Descripción de la tarea =
Repite literalmente las líneas que van desde la que contiene "Spot the arched" hasta la que contiene "[[[204,23],[201,24],[201,48],[204,48]]]", ambas incluidas.

---------- Filas extraídas ----------

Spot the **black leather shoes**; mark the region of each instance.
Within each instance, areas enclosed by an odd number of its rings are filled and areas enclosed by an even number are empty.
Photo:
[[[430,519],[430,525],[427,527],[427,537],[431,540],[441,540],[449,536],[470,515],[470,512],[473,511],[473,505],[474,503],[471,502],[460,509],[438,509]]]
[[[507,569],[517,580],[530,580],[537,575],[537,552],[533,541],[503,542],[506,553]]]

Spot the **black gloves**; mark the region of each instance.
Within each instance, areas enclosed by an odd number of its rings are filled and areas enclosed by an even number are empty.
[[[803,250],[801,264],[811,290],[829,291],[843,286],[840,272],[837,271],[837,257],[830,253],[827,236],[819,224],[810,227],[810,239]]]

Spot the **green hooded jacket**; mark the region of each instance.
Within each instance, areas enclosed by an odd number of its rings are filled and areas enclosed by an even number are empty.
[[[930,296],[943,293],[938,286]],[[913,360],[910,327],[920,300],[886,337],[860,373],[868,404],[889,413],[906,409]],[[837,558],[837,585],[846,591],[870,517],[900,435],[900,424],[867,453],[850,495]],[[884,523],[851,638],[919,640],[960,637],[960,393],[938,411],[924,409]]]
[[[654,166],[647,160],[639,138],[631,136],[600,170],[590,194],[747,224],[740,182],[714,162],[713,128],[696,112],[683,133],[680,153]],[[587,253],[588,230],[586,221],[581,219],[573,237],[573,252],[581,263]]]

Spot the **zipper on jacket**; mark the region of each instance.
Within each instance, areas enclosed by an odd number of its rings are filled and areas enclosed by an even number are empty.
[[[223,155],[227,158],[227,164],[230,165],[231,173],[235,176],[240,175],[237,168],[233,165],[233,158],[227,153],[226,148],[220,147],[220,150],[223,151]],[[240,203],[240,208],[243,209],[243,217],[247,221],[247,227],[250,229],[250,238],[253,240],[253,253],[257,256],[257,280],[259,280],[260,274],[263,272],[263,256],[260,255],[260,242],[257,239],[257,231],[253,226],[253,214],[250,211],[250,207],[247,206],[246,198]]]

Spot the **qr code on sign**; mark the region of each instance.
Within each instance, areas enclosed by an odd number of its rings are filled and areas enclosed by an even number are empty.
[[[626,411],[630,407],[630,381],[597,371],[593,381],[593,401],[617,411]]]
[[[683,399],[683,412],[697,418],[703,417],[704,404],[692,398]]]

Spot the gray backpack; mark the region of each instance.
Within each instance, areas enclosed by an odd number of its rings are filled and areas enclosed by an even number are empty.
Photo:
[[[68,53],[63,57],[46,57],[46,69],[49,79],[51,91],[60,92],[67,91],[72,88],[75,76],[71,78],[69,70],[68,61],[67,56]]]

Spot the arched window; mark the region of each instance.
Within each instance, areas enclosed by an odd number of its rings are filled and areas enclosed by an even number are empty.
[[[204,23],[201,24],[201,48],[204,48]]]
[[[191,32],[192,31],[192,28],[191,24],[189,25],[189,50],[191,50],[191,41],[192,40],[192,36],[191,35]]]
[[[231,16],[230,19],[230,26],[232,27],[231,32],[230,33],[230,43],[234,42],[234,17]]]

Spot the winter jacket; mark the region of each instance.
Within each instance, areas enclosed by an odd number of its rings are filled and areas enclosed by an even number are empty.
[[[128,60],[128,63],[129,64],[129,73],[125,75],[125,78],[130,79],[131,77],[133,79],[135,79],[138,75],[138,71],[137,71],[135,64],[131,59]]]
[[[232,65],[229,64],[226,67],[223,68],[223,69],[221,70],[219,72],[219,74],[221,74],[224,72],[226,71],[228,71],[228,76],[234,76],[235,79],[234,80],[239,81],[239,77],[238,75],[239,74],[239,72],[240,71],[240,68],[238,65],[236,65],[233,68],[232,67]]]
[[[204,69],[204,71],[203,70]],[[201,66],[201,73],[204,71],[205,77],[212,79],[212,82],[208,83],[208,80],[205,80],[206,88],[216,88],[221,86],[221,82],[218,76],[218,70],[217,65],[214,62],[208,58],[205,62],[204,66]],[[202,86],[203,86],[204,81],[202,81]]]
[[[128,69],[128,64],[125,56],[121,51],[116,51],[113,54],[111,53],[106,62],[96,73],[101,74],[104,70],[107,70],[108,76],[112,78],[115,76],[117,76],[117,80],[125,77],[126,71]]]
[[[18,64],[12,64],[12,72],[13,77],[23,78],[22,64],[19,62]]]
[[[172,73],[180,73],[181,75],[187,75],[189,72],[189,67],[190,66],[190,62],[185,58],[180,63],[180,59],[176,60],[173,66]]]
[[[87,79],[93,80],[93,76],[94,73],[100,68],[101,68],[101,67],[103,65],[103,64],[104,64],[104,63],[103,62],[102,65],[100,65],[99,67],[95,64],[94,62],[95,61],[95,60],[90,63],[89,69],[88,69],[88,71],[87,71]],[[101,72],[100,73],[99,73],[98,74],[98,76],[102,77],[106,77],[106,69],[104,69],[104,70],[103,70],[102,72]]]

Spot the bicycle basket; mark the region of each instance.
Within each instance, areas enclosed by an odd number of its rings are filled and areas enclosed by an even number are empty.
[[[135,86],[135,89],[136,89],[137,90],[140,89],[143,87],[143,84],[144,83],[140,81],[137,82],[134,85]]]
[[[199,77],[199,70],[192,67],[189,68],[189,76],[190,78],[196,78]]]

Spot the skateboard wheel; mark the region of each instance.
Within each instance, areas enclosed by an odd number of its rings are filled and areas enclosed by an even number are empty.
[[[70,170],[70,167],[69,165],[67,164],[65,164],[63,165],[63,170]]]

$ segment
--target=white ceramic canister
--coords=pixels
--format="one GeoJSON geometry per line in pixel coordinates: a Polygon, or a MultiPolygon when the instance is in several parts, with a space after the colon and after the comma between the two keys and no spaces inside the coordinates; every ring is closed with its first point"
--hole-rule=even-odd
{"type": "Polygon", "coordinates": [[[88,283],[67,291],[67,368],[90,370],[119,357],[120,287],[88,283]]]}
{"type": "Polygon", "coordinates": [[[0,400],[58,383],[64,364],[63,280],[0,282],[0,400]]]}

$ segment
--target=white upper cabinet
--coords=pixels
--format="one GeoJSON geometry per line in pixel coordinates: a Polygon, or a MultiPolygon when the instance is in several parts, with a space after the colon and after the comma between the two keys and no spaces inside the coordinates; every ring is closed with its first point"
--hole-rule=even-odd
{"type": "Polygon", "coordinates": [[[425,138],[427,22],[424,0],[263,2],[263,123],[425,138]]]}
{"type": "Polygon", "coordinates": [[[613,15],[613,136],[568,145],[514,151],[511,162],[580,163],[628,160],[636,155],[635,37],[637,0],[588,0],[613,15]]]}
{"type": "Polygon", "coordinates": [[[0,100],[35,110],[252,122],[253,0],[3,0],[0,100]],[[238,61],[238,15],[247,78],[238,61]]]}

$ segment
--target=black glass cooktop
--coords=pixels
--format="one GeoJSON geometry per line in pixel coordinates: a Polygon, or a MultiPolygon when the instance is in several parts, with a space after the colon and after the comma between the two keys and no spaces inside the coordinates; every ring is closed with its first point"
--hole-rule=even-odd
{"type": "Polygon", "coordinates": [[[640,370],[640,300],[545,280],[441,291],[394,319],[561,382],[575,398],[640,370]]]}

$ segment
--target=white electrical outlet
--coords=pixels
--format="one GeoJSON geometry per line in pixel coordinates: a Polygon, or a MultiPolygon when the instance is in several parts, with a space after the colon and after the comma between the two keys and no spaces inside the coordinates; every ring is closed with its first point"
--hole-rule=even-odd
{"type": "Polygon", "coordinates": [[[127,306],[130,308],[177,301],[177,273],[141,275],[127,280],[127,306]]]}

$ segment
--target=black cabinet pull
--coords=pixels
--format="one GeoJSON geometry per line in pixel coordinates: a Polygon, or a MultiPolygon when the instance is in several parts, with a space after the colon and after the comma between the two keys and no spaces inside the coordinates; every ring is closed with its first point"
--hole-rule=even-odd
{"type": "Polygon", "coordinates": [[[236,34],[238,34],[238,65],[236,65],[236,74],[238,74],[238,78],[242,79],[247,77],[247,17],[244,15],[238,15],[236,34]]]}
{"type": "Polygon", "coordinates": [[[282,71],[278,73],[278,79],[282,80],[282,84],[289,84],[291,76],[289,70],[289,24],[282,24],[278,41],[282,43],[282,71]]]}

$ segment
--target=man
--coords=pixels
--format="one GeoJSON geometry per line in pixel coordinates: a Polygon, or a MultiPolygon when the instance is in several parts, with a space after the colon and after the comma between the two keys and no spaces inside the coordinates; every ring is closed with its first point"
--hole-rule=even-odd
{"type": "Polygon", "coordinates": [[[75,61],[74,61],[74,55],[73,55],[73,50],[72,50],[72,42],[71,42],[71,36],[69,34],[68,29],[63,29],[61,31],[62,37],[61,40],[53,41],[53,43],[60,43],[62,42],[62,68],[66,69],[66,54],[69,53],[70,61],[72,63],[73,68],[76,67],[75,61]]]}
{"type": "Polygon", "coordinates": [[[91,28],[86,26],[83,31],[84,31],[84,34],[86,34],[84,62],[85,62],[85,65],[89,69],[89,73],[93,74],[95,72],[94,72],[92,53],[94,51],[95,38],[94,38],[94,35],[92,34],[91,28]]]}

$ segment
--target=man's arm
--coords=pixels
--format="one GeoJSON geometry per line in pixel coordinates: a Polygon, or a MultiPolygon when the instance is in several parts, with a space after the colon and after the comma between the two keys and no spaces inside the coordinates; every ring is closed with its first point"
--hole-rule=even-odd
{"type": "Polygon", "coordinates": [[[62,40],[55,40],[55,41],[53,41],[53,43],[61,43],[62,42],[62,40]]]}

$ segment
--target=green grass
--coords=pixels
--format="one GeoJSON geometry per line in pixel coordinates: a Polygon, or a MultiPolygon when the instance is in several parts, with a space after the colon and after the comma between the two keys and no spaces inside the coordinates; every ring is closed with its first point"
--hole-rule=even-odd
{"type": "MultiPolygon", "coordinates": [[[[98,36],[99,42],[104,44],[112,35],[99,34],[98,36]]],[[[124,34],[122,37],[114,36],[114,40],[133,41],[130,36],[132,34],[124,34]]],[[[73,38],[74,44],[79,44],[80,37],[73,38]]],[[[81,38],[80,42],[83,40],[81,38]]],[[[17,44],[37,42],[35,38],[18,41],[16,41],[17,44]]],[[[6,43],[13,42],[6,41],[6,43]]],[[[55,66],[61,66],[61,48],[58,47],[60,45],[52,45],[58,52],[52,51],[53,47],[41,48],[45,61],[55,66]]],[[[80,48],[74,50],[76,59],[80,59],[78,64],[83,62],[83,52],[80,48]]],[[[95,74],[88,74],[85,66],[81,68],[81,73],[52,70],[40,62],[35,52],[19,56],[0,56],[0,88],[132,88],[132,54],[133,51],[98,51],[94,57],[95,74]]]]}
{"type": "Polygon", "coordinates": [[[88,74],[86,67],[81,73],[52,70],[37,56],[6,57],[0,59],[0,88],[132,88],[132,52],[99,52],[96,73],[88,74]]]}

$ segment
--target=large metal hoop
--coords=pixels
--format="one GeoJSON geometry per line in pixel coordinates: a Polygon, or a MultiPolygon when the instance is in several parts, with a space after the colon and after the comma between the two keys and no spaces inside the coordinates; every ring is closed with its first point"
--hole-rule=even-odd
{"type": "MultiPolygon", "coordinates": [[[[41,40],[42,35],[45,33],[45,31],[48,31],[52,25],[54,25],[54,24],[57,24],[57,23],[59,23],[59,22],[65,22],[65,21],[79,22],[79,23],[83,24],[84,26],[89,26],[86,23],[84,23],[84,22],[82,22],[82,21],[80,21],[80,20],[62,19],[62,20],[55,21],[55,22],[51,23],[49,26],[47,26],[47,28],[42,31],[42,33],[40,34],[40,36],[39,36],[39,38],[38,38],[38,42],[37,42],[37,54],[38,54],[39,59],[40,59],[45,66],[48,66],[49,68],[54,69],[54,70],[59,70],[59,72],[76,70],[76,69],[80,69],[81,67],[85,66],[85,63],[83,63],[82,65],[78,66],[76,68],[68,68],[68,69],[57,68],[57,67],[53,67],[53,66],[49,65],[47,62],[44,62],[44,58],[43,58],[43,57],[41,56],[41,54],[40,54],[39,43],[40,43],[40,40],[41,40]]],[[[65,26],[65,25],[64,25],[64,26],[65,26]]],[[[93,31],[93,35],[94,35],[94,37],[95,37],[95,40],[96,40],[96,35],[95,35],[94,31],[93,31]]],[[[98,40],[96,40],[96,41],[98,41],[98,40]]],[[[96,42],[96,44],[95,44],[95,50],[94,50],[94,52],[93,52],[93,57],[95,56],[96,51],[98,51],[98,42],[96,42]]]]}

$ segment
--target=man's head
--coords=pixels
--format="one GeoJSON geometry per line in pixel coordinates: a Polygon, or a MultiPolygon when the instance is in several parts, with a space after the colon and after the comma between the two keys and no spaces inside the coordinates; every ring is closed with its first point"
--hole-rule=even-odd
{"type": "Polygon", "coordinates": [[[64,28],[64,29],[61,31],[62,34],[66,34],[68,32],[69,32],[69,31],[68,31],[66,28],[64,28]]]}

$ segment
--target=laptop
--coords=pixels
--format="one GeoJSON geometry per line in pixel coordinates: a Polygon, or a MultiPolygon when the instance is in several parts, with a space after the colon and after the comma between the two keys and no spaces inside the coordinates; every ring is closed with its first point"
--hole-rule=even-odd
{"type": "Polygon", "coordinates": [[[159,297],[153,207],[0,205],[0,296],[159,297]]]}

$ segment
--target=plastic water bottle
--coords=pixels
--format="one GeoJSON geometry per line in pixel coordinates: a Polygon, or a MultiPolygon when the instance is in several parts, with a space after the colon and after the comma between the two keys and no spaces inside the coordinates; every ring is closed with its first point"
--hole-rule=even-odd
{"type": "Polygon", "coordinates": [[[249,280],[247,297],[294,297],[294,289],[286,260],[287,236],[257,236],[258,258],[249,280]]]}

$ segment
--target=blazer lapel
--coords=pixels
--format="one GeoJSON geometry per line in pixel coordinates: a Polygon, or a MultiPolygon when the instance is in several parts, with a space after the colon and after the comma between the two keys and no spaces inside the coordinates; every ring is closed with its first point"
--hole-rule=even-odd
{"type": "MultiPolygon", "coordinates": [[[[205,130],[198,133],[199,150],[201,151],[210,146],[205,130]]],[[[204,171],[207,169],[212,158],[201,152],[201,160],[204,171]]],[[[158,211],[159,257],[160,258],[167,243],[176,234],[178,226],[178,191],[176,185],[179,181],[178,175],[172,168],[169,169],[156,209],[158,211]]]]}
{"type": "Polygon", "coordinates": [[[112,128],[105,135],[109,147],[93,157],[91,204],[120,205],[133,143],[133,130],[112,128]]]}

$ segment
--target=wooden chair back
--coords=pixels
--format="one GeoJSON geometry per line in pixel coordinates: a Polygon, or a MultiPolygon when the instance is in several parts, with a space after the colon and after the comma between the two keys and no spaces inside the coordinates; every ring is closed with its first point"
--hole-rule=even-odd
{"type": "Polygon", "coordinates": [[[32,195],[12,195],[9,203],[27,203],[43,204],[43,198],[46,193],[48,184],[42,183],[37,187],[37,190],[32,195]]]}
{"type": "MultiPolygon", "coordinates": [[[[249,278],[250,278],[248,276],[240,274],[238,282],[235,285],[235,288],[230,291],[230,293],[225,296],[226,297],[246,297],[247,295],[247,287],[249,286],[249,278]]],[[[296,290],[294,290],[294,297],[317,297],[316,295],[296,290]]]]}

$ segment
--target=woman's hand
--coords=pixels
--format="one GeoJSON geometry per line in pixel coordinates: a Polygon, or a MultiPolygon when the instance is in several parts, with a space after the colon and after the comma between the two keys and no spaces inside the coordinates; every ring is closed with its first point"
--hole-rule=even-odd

----------

Respuesta completa =
Spot the arched window; mark the region of each instance.
Within each instance, areas enclosed by an odd number of its rings are filled and areas enclosed by an even number are empty.
[[[204,23],[201,24],[201,48],[204,48]]]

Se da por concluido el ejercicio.